[begin Supplied entries]
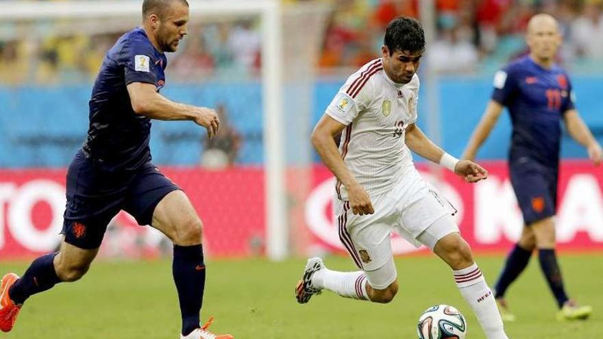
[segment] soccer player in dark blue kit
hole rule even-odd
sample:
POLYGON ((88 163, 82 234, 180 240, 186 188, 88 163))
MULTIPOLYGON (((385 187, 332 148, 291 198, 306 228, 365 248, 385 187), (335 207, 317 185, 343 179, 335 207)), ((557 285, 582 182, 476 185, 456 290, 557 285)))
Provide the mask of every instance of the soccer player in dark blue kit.
POLYGON ((509 171, 524 227, 495 286, 501 314, 503 320, 515 320, 504 299, 505 292, 537 249, 544 277, 559 307, 557 318, 584 319, 592 307, 578 306, 568 297, 554 249, 561 122, 587 148, 595 164, 602 160, 601 147, 574 108, 567 74, 554 63, 561 44, 557 21, 547 14, 535 15, 528 23, 526 42, 529 55, 514 61, 495 76, 491 100, 463 158, 475 158, 506 106, 513 123, 509 171))
MULTIPOLYGON (((212 138, 220 121, 211 109, 171 101, 165 52, 187 34, 186 0, 145 0, 143 25, 122 36, 105 57, 90 100, 90 127, 69 165, 66 209, 57 253, 38 258, 19 277, 5 275, 0 288, 0 329, 10 331, 23 303, 88 270, 107 225, 120 210, 151 225, 174 243, 172 271, 182 317, 181 338, 230 339, 199 326, 206 268, 202 223, 186 195, 151 162, 151 119, 188 120, 212 138)), ((210 321, 210 322, 211 320, 210 321)))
[end Supplied entries]
◆ Request: Copy out every line of the items above word for word, leaving out the pictures.

◆ Solution:
[segment] soccer player in dark blue kit
hole rule even-odd
sample:
POLYGON ((88 163, 82 234, 180 240, 186 188, 88 163))
MULTIPOLYGON (((385 187, 332 148, 291 198, 306 228, 365 248, 385 187), (335 207, 317 185, 343 179, 335 207)), ((557 285, 582 182, 476 185, 456 290, 557 285)))
Provide the mask of every instance of the soccer player in dark blue kit.
POLYGON ((509 171, 524 227, 495 286, 501 314, 503 320, 515 320, 504 299, 505 292, 537 249, 544 277, 559 307, 557 318, 584 319, 592 307, 578 306, 568 297, 554 249, 561 122, 587 148, 595 164, 602 160, 601 147, 574 108, 567 74, 554 63, 561 44, 557 21, 547 14, 535 15, 528 23, 526 42, 529 55, 514 61, 495 76, 491 100, 463 158, 475 158, 506 106, 513 123, 509 171))
MULTIPOLYGON (((212 138, 220 121, 211 109, 171 101, 165 52, 187 34, 186 0, 145 0, 143 25, 122 36, 105 57, 90 100, 90 127, 69 165, 66 209, 57 253, 38 258, 19 277, 5 275, 0 288, 0 329, 10 331, 23 303, 88 270, 107 225, 120 210, 151 225, 174 243, 172 271, 182 317, 181 338, 230 339, 199 326, 206 268, 202 223, 186 195, 151 162, 151 119, 188 120, 212 138)), ((210 321, 210 322, 211 320, 210 321)))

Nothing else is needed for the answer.